#### [EXERCISE DIRECTIONS]
Render the stretch of the listing below from the line that contains "blue dress shirt?" through the line that contains "[229,0,270,146]" as a two-column CSV with the headers request and answer. Give one row per request, put each value in a single quoted field with line breaks turned into spaces, and leave the pictures out.

Items from a dataset:
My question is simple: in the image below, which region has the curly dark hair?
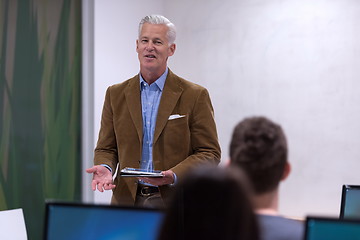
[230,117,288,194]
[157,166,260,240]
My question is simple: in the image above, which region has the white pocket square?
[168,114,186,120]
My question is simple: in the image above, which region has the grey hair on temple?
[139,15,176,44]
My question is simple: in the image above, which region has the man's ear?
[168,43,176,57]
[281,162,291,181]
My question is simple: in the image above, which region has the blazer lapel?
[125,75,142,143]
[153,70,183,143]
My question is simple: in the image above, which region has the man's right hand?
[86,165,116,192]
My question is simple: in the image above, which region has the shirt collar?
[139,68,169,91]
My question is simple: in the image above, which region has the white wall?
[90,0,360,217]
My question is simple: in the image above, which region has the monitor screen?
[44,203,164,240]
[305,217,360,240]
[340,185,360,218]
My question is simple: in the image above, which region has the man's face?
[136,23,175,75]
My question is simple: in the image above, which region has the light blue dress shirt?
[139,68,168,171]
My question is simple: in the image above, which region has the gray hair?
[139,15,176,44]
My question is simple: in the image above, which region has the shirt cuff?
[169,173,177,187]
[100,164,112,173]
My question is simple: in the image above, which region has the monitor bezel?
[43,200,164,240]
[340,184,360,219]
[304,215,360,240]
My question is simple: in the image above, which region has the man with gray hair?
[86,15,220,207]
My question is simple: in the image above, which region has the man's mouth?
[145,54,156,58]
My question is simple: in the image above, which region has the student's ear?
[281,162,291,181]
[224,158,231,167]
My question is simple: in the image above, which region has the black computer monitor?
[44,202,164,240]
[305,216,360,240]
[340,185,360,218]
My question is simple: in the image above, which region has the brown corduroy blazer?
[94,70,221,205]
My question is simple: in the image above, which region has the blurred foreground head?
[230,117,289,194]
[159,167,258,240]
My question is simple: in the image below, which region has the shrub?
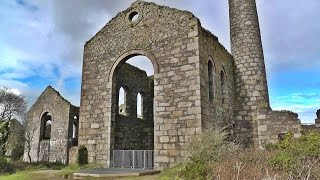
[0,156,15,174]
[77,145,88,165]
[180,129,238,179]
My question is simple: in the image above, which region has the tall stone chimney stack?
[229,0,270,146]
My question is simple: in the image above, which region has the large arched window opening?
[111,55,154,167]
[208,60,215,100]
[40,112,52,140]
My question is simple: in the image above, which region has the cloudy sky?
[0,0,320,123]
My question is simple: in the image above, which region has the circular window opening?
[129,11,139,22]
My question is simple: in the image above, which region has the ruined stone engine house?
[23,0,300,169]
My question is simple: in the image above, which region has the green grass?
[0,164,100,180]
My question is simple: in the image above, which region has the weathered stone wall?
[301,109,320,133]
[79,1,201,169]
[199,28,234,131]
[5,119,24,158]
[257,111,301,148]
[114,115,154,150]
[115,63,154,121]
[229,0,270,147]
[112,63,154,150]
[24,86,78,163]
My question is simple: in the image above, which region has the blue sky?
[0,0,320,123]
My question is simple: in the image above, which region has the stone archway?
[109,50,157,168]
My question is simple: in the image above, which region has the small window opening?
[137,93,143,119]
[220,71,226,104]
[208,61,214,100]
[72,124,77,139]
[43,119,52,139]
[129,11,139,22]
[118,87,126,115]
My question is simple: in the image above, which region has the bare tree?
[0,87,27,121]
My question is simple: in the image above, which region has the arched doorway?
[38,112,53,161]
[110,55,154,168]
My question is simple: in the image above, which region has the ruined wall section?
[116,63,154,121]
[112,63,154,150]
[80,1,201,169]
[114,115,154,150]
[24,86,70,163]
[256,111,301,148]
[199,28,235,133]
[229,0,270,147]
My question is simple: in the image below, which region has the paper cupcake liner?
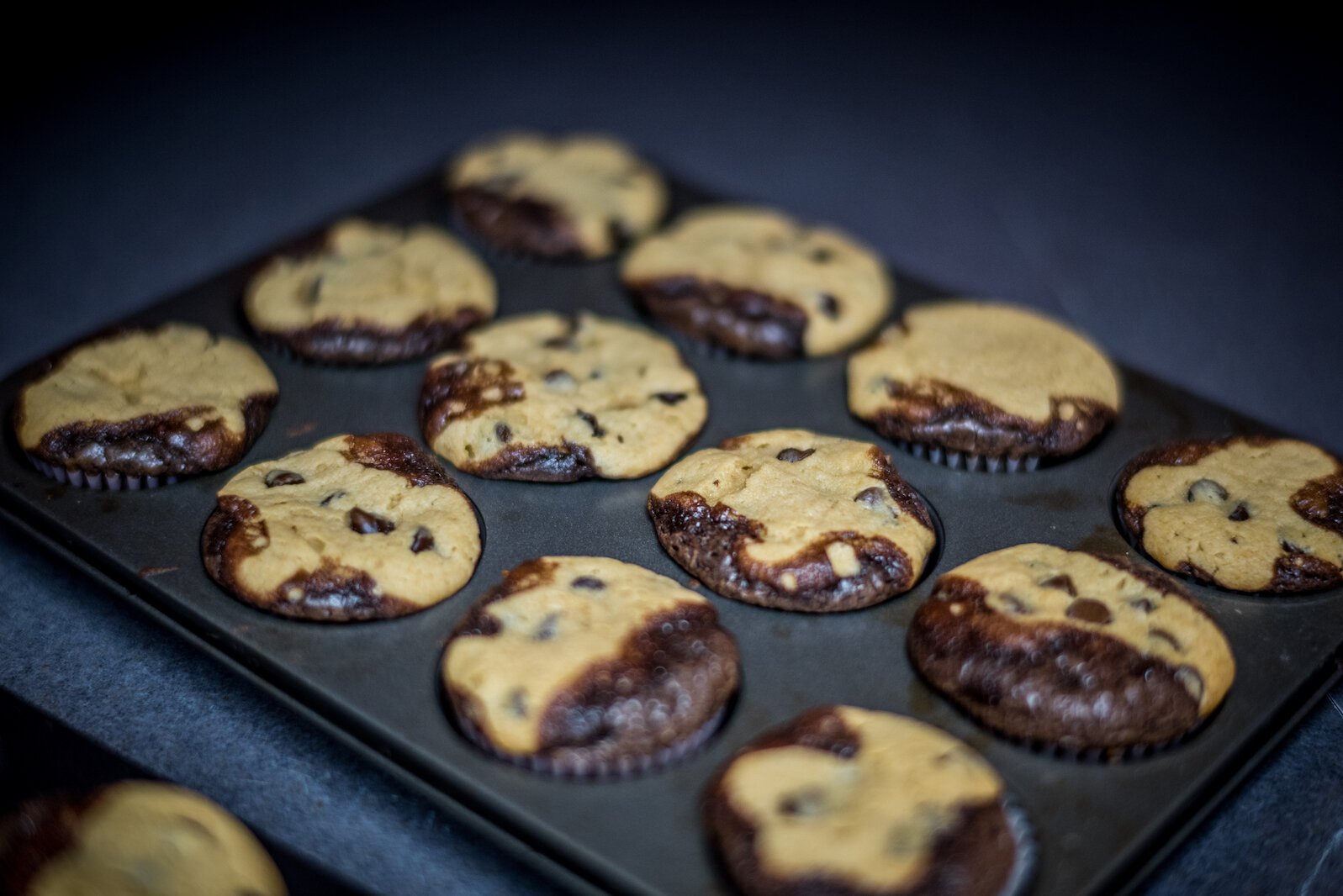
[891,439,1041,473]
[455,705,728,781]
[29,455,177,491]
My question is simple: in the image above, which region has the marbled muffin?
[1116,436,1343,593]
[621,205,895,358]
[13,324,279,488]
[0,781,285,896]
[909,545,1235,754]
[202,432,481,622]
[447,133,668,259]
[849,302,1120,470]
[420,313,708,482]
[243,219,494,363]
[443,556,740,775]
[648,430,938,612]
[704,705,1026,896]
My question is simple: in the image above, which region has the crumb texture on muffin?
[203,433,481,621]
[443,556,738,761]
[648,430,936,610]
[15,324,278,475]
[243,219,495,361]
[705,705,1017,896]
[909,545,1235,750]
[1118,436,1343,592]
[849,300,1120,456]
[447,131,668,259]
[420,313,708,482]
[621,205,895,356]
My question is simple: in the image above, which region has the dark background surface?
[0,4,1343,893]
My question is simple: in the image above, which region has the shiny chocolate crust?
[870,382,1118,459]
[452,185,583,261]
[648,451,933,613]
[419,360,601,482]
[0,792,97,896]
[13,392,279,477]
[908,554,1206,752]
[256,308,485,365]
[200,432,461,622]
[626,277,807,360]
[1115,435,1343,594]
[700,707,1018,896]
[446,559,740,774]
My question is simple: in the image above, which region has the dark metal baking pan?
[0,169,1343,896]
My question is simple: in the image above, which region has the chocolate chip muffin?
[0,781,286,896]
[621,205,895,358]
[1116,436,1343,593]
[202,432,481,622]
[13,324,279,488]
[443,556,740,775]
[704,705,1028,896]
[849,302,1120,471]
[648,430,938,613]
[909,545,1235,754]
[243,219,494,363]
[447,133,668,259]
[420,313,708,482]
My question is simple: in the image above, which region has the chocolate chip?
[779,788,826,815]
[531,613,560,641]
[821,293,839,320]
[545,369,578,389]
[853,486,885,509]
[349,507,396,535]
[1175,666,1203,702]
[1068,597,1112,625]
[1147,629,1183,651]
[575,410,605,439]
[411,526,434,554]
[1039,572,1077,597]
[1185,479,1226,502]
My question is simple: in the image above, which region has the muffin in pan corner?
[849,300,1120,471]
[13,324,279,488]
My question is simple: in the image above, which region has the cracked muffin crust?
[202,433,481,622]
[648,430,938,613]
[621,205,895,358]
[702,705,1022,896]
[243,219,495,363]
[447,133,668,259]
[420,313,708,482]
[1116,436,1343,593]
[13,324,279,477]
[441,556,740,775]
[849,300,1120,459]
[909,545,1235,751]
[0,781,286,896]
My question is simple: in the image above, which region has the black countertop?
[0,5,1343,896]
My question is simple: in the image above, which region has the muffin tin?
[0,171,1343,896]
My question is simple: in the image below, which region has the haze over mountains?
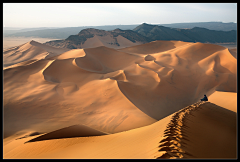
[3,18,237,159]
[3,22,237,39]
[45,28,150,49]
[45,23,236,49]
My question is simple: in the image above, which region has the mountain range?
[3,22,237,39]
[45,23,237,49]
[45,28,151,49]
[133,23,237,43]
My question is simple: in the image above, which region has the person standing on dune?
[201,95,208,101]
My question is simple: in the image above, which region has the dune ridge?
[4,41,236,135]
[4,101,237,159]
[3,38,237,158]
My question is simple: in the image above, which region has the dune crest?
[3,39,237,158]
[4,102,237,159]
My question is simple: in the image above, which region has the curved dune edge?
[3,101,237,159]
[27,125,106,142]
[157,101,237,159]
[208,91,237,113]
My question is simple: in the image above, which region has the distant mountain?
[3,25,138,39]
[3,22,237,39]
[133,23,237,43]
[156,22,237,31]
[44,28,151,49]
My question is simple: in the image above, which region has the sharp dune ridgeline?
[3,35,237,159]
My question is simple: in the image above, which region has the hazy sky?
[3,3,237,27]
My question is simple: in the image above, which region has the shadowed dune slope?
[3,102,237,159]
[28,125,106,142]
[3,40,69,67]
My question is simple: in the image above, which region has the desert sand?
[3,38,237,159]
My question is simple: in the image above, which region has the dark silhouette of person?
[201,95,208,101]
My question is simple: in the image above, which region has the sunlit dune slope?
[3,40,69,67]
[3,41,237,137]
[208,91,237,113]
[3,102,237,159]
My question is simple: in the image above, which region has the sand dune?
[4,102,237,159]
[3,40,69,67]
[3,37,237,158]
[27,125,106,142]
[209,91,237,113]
==
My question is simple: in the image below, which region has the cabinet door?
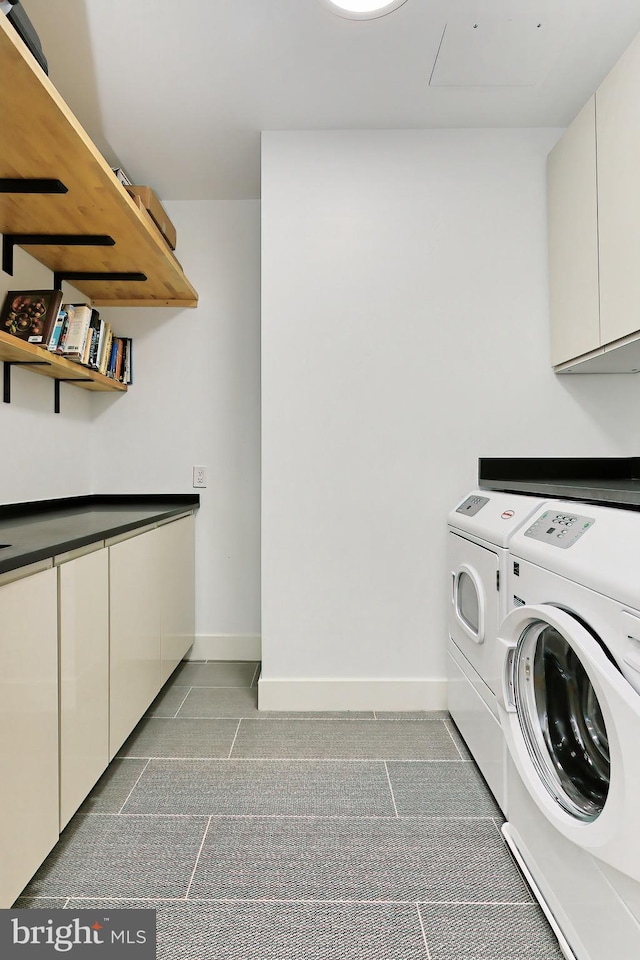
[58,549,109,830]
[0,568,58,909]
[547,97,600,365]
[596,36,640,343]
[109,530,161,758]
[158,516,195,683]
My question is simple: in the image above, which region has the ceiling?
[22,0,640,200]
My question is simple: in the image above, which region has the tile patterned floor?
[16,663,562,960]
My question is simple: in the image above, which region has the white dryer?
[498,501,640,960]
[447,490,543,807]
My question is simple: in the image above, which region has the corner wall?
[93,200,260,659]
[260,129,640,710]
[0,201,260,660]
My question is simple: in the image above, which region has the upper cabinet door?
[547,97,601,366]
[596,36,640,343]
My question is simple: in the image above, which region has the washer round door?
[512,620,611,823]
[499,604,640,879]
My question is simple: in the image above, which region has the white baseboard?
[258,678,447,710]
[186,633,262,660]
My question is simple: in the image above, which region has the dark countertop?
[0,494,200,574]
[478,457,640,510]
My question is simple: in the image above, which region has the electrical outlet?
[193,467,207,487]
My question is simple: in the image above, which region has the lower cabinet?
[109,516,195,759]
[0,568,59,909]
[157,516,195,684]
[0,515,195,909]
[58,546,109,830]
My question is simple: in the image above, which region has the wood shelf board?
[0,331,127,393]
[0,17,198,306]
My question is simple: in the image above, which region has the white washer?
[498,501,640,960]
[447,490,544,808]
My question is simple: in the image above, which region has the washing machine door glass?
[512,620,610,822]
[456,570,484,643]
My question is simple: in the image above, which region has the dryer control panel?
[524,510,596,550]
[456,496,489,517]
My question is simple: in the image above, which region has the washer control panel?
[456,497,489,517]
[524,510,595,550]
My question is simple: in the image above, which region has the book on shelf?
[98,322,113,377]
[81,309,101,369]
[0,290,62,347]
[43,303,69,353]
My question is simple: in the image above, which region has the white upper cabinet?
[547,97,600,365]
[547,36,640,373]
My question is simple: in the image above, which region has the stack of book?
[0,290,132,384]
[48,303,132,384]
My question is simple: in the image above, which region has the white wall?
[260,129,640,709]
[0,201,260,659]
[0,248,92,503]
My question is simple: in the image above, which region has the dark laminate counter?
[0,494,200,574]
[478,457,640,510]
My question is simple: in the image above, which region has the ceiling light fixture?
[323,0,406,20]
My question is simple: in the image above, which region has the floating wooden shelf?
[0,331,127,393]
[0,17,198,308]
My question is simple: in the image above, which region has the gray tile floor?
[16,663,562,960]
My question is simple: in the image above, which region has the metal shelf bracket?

#### [WORKED SOLUTION]
request,answer
"My question is simple: in the image above, which region has the light blue dress shirt?","[139,68,168,171]"
"My question is simple: in the image above, which region has the gray hair?","[139,15,176,44]"
"My question is simple: in the image above, which region has the shirt cuff?","[169,173,177,187] [100,164,112,173]"
"My question is simple: in the image above, which region has the monitor bezel?","[43,200,164,240] [340,184,360,219] [304,215,360,240]"
"My question is simple: in the image above, which region has the man with gray hair?","[86,15,220,207]"
"My question is simple: in the image above, which region has the man's mouth?","[145,54,156,58]"
"My question is simple: in the image above, which region has the student's ear?","[281,162,291,181] [224,158,231,167]"
"My question is simple: in the image above, which region has the black computer monitor?","[44,202,164,240] [305,216,360,240] [340,185,360,218]"
"My question is simple: in the image above, which region has the brown corduroy blazer?","[94,70,221,205]"
"My question is simple: in the image above, which region has the blurred foreground head?","[230,117,289,194] [159,167,258,240]"
"My question is simple: in the image below, which region has the shrub?","[0,156,15,174] [77,145,88,165] [180,129,238,179]"
"My question is simple: in the image above, which region has the tall stone chimney stack?","[229,0,270,146]"